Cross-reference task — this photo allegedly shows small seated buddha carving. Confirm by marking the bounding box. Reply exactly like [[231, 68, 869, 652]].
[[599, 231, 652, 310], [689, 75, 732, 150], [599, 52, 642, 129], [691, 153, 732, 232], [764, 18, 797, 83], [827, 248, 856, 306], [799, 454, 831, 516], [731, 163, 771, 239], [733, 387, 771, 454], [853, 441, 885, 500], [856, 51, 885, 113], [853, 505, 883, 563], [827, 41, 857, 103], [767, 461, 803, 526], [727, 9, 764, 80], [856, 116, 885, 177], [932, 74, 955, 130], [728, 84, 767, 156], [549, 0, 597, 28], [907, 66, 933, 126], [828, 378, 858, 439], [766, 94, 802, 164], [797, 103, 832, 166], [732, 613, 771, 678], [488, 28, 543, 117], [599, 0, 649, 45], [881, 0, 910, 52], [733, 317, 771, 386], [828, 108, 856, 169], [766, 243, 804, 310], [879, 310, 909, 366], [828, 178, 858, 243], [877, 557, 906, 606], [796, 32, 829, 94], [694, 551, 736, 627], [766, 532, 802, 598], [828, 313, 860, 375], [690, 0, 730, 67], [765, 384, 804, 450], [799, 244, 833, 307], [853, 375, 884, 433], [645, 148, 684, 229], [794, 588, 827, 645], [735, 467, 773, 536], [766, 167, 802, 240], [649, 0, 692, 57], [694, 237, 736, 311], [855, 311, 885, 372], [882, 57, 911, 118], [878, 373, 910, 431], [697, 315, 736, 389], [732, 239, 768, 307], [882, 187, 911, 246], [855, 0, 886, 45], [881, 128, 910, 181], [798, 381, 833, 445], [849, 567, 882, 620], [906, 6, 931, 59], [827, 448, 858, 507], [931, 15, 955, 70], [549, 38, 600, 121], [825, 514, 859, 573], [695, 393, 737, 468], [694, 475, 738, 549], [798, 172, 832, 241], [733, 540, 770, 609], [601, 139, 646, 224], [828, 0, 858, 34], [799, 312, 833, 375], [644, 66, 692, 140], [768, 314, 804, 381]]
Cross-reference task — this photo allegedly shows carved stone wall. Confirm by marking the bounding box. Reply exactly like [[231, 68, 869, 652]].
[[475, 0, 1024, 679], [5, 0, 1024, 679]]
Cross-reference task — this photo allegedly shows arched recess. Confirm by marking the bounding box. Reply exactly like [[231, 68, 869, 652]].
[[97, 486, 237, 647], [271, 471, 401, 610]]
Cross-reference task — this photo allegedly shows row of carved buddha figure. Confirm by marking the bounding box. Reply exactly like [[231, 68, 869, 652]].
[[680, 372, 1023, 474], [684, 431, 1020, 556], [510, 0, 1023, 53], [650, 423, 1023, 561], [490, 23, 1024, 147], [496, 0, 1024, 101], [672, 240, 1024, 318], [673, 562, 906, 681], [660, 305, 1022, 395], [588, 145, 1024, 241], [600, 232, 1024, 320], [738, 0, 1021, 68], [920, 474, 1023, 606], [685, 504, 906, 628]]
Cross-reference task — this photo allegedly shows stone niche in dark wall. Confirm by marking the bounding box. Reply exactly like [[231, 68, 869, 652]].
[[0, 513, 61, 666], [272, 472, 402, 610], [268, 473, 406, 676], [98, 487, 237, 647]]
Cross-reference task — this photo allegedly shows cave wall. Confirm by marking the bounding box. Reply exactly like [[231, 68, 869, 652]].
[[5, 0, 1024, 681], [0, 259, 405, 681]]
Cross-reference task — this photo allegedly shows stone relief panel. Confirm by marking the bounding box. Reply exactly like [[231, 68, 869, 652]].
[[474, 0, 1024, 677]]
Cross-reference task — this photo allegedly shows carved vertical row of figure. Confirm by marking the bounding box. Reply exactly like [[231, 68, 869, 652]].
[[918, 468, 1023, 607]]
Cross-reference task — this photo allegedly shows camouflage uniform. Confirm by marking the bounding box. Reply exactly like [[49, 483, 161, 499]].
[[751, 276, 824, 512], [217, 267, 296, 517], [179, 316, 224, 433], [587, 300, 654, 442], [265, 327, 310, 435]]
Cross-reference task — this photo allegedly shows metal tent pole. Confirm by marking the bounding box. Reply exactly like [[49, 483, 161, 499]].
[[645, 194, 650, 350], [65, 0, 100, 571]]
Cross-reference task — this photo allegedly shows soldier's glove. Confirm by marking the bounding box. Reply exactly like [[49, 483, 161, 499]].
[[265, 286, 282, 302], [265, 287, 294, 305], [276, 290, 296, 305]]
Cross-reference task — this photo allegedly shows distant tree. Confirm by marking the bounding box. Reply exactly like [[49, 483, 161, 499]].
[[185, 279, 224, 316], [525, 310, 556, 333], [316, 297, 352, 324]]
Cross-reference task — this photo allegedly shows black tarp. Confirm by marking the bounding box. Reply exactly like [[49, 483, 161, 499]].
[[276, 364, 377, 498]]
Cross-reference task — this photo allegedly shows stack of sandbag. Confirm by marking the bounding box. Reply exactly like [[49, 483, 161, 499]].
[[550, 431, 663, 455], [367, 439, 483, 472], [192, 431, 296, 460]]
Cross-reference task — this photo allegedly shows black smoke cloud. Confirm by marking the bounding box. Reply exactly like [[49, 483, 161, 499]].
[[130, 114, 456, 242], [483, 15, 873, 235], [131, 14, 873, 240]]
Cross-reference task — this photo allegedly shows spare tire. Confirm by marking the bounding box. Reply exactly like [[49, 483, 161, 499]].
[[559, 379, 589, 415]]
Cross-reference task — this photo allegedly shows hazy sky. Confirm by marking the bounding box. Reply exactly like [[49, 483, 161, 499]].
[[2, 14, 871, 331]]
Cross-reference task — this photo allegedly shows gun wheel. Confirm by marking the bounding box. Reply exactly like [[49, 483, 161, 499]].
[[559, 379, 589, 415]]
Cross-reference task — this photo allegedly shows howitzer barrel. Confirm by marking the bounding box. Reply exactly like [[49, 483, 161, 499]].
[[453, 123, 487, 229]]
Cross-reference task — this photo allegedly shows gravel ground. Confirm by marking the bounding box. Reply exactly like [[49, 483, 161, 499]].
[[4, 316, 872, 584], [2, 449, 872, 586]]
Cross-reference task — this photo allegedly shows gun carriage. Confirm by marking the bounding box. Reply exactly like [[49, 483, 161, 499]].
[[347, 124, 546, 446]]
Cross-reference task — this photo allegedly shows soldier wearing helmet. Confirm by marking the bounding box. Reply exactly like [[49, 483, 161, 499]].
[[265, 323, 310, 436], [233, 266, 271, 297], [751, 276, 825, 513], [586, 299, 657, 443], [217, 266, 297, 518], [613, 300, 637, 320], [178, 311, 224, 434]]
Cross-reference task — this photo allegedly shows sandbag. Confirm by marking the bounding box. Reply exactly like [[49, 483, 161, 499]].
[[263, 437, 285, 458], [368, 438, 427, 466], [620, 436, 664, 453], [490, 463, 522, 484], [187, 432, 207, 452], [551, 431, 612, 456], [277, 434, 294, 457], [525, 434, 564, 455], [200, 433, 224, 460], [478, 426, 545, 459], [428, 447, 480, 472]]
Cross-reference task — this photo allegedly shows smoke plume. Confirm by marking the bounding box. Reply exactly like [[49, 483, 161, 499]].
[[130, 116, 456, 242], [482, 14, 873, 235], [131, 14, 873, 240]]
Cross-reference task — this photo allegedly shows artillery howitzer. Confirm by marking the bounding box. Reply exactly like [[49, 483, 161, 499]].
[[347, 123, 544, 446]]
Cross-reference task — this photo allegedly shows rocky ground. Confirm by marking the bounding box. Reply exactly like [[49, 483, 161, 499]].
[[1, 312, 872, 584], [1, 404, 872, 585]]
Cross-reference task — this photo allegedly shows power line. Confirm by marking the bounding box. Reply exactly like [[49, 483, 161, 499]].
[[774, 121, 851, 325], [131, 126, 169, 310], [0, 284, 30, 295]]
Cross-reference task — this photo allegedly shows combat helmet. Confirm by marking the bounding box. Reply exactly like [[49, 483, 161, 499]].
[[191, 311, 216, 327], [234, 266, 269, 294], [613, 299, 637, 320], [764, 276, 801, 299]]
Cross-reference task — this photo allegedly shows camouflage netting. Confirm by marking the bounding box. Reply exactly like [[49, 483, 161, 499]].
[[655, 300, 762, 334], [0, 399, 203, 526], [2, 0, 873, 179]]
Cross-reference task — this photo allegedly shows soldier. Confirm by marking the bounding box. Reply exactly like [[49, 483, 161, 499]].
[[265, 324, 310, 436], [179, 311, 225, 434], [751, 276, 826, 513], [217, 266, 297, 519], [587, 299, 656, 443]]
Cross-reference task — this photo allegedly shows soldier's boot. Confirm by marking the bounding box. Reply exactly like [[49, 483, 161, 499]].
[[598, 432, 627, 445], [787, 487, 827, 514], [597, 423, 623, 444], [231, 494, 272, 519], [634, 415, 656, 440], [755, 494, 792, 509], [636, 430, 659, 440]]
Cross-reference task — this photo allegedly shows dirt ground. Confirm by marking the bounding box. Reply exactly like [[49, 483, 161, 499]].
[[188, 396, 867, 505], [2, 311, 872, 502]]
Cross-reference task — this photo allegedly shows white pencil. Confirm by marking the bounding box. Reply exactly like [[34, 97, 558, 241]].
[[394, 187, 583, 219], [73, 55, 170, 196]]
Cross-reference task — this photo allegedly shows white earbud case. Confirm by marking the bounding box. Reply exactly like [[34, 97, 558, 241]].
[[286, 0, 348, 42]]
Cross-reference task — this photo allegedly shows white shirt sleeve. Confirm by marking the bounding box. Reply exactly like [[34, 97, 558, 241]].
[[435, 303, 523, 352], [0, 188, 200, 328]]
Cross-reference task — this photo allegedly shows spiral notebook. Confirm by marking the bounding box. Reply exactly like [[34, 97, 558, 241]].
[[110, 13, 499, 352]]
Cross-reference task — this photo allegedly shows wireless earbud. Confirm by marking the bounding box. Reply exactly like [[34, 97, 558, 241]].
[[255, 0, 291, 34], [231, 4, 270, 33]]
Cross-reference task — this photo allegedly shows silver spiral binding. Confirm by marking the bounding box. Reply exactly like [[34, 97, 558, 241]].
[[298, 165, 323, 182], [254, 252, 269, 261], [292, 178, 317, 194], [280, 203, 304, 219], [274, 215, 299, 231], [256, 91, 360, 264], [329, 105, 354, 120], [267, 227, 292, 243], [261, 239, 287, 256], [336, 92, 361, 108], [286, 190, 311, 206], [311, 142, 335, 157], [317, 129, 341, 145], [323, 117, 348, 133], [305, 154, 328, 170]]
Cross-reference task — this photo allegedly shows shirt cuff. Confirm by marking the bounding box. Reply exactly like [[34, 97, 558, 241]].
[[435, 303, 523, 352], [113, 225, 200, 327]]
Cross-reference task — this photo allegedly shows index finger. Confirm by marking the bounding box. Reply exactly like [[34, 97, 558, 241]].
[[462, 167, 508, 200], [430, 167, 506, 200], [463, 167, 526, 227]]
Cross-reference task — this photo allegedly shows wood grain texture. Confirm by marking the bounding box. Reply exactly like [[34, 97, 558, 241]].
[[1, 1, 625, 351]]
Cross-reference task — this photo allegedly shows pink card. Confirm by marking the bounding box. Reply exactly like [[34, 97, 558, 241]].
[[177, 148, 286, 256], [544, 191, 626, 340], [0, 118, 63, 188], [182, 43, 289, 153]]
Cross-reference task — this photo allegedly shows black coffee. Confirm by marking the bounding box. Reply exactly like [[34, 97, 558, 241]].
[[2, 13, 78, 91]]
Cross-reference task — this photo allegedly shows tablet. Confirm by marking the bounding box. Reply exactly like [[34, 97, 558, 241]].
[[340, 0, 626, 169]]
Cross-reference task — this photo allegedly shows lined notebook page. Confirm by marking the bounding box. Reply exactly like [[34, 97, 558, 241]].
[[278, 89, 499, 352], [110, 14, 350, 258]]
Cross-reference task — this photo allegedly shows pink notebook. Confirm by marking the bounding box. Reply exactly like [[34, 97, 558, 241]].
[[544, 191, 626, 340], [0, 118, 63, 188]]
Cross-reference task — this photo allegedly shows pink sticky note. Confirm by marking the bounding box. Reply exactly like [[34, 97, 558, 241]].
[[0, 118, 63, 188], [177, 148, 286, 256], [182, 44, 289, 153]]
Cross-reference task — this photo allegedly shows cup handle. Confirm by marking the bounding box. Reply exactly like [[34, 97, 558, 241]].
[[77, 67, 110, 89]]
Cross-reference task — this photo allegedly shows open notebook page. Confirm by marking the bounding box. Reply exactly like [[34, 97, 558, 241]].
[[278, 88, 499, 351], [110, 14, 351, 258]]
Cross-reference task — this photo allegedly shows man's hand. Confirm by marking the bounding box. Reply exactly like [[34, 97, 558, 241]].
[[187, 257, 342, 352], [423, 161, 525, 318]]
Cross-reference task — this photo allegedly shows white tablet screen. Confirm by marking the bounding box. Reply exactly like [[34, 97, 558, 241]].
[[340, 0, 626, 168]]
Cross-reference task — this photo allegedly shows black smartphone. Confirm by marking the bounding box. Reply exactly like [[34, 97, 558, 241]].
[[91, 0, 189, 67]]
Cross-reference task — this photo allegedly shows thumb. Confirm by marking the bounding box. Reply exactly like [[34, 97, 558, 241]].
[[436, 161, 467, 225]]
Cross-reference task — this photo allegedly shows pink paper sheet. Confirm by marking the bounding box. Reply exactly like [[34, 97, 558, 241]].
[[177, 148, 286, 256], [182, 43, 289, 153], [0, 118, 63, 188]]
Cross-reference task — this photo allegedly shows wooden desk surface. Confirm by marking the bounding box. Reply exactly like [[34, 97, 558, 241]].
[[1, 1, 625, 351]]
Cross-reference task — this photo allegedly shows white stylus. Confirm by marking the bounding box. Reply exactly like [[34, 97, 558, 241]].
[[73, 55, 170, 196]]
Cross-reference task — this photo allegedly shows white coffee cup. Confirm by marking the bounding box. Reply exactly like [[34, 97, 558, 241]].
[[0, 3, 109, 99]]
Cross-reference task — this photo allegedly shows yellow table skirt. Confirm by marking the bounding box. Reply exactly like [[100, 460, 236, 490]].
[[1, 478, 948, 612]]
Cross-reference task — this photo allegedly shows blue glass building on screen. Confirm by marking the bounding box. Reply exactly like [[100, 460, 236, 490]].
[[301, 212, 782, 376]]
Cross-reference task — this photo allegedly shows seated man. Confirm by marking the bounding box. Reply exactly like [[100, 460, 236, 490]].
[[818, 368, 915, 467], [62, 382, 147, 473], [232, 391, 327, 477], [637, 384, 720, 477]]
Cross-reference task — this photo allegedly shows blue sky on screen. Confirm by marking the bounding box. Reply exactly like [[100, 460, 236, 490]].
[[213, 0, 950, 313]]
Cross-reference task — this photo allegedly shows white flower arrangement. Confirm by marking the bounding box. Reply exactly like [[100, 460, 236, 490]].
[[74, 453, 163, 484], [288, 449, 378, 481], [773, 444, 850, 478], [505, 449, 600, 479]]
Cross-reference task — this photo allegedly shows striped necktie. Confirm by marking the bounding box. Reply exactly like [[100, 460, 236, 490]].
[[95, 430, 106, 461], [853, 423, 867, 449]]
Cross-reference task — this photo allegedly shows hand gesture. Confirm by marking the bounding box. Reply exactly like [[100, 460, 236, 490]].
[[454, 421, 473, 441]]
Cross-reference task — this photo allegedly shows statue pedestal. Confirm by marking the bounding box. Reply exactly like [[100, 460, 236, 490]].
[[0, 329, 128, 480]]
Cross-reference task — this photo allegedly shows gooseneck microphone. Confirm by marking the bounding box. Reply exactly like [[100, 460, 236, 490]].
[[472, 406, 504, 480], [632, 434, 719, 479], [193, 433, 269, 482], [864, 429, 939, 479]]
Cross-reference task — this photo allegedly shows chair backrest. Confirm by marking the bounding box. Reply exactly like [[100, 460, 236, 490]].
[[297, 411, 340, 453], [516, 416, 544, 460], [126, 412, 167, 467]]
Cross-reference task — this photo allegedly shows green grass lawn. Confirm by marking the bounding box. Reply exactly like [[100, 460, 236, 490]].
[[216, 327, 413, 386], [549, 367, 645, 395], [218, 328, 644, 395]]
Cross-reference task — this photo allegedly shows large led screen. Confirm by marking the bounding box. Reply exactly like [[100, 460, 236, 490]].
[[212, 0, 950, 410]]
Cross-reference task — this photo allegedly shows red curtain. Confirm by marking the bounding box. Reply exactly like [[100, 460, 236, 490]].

### Instructions for the task
Transcribe the records above exactly, but only from the line that contains "Cross-reference task — this photo allegedly shows green" through their final line, inclusive.

### Written answer
Cross-reference task — this photo allegedly shows green grass lawn. Confirm by marking the bounding box. Reply exactly like [[100, 460, 236, 490]].
[[216, 327, 413, 386], [549, 367, 645, 395], [218, 328, 644, 395]]
Cross-reference task — this photo allegedly shows large led screen. Confirm by marking the bounding box. Reply exactly like [[100, 460, 236, 490]].
[[212, 0, 950, 410]]
Cross-reference task — this photo allegedly shows red curtain. Confirm by marking the bounding box. Reply exactly like [[100, 460, 236, 490]].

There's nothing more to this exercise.